**Work to complete:** Return every line from the records that contains the word "rocky", matching its case exactly.

**Materials provided:**
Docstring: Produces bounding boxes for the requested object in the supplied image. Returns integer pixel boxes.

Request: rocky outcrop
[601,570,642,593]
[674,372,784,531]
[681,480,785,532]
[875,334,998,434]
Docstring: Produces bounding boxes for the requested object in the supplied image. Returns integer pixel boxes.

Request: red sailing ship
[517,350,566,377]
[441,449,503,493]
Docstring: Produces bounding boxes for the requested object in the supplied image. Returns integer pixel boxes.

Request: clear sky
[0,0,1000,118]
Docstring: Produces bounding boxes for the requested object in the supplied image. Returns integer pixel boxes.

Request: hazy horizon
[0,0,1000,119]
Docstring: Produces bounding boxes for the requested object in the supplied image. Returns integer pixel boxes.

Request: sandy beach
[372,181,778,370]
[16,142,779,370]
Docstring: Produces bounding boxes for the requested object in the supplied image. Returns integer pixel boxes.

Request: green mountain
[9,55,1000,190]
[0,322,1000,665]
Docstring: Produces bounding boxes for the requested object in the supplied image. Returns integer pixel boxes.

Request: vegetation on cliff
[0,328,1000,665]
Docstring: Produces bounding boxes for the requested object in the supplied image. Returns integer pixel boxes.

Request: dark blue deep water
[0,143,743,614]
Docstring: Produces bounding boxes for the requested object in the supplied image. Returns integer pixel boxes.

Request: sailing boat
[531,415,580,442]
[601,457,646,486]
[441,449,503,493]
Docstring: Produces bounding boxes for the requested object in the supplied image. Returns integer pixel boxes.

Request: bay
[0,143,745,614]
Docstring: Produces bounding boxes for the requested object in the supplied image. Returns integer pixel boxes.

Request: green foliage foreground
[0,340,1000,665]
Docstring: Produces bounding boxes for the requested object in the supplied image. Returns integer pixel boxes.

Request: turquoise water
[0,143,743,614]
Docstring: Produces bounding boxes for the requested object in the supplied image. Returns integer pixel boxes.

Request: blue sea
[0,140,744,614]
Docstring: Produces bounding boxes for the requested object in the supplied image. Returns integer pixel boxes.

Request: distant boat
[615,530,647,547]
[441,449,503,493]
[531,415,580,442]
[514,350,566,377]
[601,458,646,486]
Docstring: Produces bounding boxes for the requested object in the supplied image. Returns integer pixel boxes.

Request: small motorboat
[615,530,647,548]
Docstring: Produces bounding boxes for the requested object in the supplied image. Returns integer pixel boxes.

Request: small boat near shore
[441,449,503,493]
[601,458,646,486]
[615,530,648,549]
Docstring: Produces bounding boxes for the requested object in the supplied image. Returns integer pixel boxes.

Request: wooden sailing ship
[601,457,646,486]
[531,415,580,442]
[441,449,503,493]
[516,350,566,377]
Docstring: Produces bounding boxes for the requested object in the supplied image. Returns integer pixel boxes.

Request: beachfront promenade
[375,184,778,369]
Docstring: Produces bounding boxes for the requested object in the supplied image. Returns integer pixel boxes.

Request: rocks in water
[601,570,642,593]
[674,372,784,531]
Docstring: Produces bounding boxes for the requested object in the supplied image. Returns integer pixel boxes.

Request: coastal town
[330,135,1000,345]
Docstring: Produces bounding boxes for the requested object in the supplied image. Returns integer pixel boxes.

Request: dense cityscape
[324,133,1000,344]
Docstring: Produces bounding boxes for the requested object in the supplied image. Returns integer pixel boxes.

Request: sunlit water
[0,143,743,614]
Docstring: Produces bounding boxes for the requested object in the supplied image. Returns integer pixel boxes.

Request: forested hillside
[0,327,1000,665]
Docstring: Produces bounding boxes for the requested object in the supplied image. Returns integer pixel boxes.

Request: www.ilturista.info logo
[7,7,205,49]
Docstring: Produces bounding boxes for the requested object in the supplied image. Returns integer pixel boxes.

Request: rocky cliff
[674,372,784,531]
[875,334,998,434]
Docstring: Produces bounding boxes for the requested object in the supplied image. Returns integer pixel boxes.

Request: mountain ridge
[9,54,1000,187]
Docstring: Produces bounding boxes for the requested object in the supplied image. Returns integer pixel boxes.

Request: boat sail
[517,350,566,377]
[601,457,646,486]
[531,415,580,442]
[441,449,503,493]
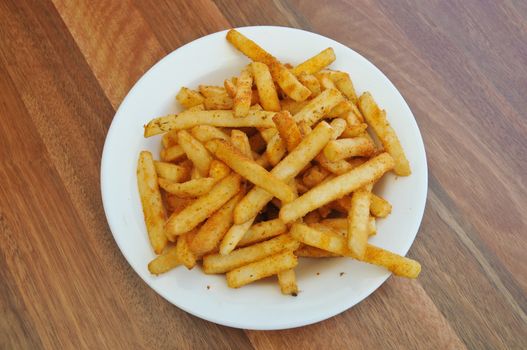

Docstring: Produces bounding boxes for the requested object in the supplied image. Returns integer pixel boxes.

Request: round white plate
[101,27,427,329]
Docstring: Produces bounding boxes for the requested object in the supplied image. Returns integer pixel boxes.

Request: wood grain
[0,0,527,349]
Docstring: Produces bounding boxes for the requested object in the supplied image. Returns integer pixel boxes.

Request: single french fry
[251,62,281,112]
[231,129,253,159]
[203,234,300,274]
[154,161,190,182]
[348,184,372,260]
[198,85,227,98]
[165,174,241,239]
[232,69,253,118]
[238,219,287,247]
[158,177,216,198]
[190,125,229,143]
[178,130,212,176]
[324,136,375,162]
[207,140,295,203]
[234,122,332,224]
[280,152,394,224]
[273,111,302,152]
[225,251,298,288]
[292,47,336,76]
[176,87,205,108]
[294,89,344,126]
[148,246,181,275]
[297,73,321,97]
[359,92,411,176]
[137,151,167,254]
[161,145,186,162]
[370,193,392,218]
[220,217,256,255]
[278,269,298,297]
[190,192,244,256]
[176,230,196,270]
[144,111,274,137]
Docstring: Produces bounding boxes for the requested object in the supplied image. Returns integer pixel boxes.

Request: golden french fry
[158,177,216,198]
[251,62,280,112]
[198,85,227,98]
[144,111,274,137]
[348,184,372,260]
[233,69,253,118]
[292,47,336,76]
[154,161,190,182]
[294,89,344,126]
[203,234,300,274]
[148,246,181,275]
[231,129,253,159]
[225,251,298,288]
[297,73,321,97]
[137,151,167,254]
[161,145,186,162]
[176,87,204,108]
[190,192,244,256]
[370,193,392,218]
[359,92,411,176]
[273,111,302,152]
[324,136,375,162]
[178,130,212,176]
[238,219,287,247]
[278,269,298,297]
[165,174,241,239]
[280,152,394,223]
[176,230,196,270]
[207,140,295,202]
[234,122,332,224]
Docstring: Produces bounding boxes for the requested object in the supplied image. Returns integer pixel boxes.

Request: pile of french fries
[137,30,421,295]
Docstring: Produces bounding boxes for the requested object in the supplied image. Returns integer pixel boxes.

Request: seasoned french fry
[145,111,274,137]
[370,193,392,218]
[348,184,372,260]
[176,230,196,270]
[251,62,280,112]
[271,111,302,152]
[190,192,244,256]
[297,73,321,97]
[231,130,253,159]
[292,47,336,76]
[137,151,167,254]
[280,152,394,223]
[294,89,343,126]
[203,93,234,111]
[234,122,332,224]
[176,87,205,108]
[238,219,287,247]
[148,246,181,275]
[207,140,295,203]
[158,177,216,198]
[190,125,229,142]
[324,136,375,162]
[278,269,298,297]
[165,174,241,239]
[359,92,411,176]
[161,145,186,162]
[220,217,256,255]
[233,69,253,118]
[225,251,298,288]
[154,161,190,182]
[203,234,300,274]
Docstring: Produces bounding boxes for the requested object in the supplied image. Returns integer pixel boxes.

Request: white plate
[101,27,427,329]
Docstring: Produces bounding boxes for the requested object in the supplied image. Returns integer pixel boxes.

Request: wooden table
[0,0,527,349]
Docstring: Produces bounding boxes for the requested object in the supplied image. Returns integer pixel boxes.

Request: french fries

**Exercise result:**
Request: rocky outcrop
Request: rocky cliff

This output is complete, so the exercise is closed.